• OBJECTIVE: Can you transcribe the data exactly? Leave the pictures out.

Point placement records:
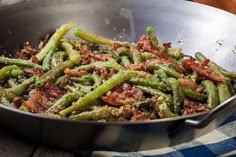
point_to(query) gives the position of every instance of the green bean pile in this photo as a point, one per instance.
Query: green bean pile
(95, 78)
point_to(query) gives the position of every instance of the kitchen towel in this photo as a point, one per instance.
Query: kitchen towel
(219, 142)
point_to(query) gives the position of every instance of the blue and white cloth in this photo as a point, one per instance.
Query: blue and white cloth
(219, 142)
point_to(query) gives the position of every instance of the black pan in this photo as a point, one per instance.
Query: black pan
(188, 25)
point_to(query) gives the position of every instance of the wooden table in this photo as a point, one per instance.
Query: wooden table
(12, 146)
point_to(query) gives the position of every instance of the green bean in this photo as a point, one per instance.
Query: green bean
(4, 93)
(165, 111)
(96, 114)
(152, 36)
(58, 58)
(223, 91)
(149, 83)
(6, 102)
(123, 51)
(76, 90)
(19, 62)
(114, 81)
(194, 95)
(155, 92)
(213, 98)
(54, 40)
(47, 60)
(200, 57)
(12, 82)
(175, 52)
(19, 89)
(99, 64)
(74, 55)
(60, 79)
(97, 80)
(147, 55)
(125, 60)
(6, 71)
(230, 85)
(93, 38)
(136, 56)
(161, 73)
(84, 88)
(178, 96)
(53, 74)
(16, 72)
(170, 72)
(64, 101)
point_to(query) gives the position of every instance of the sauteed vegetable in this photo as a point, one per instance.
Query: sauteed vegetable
(95, 78)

• RESULT OF THIS TASK:
point_to(query) gives the position of every instance of the green bean pile in this photo as a point, one per instance.
Query: green bean pile
(95, 78)
point_to(query) gives the position of every instance of the kitchen towel in this photo as a point, one per instance.
Query: kitchen towel
(219, 142)
point_to(query) gives the position of every instance of the blue and white cloth in this photo as a point, one per instance.
Query: blue and white cloth
(219, 142)
point_to(query) gives the position of every instance of the black pan in this photo as a point, one per instance.
Query: black pan
(188, 25)
point_to(query) gives the position of every instance of the wooden table in this photo as a point, one per instance.
Query: wooden table
(12, 146)
point_to(query) gives the position of every instance of the green bean in this photo as a point, one per instance.
Query: green bean
(4, 93)
(165, 111)
(96, 114)
(152, 36)
(58, 58)
(223, 91)
(149, 83)
(6, 102)
(123, 51)
(76, 90)
(19, 62)
(114, 81)
(194, 95)
(155, 92)
(213, 98)
(54, 40)
(47, 60)
(200, 57)
(12, 82)
(175, 52)
(19, 89)
(99, 64)
(74, 55)
(60, 79)
(97, 80)
(147, 55)
(125, 60)
(6, 71)
(230, 85)
(93, 38)
(136, 56)
(161, 73)
(84, 88)
(178, 96)
(53, 74)
(16, 72)
(170, 72)
(64, 101)
point_to(query) gives the position of every instance of the sauteed vegetable in this photo as a point, one per instance.
Query: sauteed vegetable
(95, 78)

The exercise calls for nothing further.